> _DOCUMENT TEXT_

SESSION TYPE: Original Investigation Poster

PRESENTED ON: Wednesday, October 26, 2016 at 01:30 PM - 02:30 PM

PURPOSE: Critically ill patients are at risk for microvascular and immunosuppressive complications as well as transfusion related acute lung injury and are at risk for progression into acute respiratory distress syndrome. A restrictive strategy for transfusion in critically ill patients is as effective as a liberal transfusion strategy. We hypothesized that patients with acute respiratory failure (ARF) managed with non-invasive ventilation (NIV) receiving pack red blood cell (PRBC) transfusion will have similar outcomes independent of the threshold of hemoglobin when they are transfused (≤ or > 7 g/dL).

METHODS: A prospective, observational study of consecutive patients requiring NIV during a nine-month period. Patients were categorized by their transfusion status (Yes vs No) and pretransfusion hemoglobin (≤ 7 vs >7). Additionally, clinical respiratory diagnoses were recorded. Outcomes analyzed included inpatient death, 28-day mortality, intubation, ICU admission, 30-day readmission, and hospital length of stay (LOS).

RESULTS: Among 1,957 patients using NIV, 647 patients met inclusion criteria. 54% were female, with an average age of 64 years and BMI of 34 and Charlson Comorbidity Index of 4.4 (SD=2.8). The inpatient mortality was 7%, 28-day mortality 10%, ICU admission 35%, intubation 13%, and 30-day readmission 19%, with an average LOS of 7 days. The majority of patients had COPD (39%), CHF (38%) and pneumonia (36%) with an average of 1.7 respiratory diagnoses per patient. Ninety-seven patients were transfused with a median of 2 (1-18) units of PRBC. Of those transfused, CHF (49%) was the most common diagnosis followed by COPD (31%). Patients transfused had longer LOS (median of 13 vs. 4 days), higher rates of intubation (25% vs. 11%), ICU admission (55% vs. 32%) and 28-day mortality (18% vs. 9%). Outcomes were unchanged if pre-transfusion hemoglobin was >7 g/dL vs ≤7 g/dL. Liberal transfusions (Hgb >7g/dl) occurred more often with the diagnosis of CHF (51%) and in the elderly (63.3 vs 67.3 p = 0.01).

Records from a dataset:
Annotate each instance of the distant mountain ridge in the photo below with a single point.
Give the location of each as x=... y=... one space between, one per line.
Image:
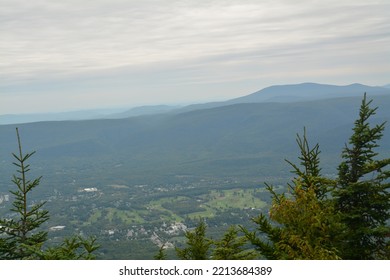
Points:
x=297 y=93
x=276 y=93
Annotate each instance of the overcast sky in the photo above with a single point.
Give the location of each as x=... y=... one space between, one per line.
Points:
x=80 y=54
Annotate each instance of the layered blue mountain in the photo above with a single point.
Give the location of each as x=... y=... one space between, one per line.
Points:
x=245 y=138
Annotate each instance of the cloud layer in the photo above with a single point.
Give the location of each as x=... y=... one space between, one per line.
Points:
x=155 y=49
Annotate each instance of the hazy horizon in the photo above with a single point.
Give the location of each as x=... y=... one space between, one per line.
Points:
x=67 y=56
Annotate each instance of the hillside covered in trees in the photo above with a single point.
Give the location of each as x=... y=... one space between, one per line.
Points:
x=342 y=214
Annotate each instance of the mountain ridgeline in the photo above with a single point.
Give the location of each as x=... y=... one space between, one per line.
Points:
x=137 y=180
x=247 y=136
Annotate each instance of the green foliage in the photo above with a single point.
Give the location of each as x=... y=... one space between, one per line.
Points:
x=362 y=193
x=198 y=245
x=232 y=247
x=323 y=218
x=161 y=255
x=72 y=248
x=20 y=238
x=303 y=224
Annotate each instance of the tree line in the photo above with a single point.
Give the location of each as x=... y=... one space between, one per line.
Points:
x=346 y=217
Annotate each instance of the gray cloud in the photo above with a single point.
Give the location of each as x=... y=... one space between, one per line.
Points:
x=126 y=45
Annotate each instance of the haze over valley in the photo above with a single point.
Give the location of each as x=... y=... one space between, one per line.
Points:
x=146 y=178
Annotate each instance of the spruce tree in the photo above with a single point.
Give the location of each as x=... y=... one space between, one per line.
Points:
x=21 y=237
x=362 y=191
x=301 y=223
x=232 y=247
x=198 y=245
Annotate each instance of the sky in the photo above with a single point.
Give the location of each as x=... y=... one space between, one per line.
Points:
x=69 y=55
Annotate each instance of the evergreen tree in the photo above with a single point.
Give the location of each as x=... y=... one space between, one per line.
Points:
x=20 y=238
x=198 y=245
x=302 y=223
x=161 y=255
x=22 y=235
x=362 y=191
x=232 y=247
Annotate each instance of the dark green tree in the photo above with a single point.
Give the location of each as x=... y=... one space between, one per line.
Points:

> _WORK TASK A_
Condense the paragraph of the NIV transfusion abstract that begins "METHODS: A prospective, observational study" into a bulleted list that keeps its main facts.
> _WORK TASK B_
According to the NIV transfusion abstract, how many patients met the inclusion criteria?
> _WORK TASK C_
Continue the NIV transfusion abstract from the point where its RESULTS paragraph ends.

> _RESULT A_
- Design: prospective, observational study of consecutive patients requiring NIV over nine months
- Grouping: transfusion status (yes vs. no) and pretransfusion hemoglobin (≤ 7 vs. > 7)
- Clinical respiratory diagnoses were also recorded
- Outcomes: inpatient death, 28-day mortality, intubation, ICU admission, 30-day readmission, and hospital length of stay

> _RESULT B_
647 patients, out of 1,957 using NIV.

> _RESULT C_
CONCLUSIONS: Patients with ARF managed with NIV who were transfused had higher rates of intubation, ICU admission, 28-day mortality and a longer LOS. As seen in the TRICC trial, these outcomes were not statistically different with either restrictive (Hgb ≤7) or liberal (Hgb>7) pretransfusion hemoglobin.

CLINICAL IMPLICATIONS: This study adds transfusions to the growing literature of parameters associated with NIV failure when risk stratifying patients utilizing NIV.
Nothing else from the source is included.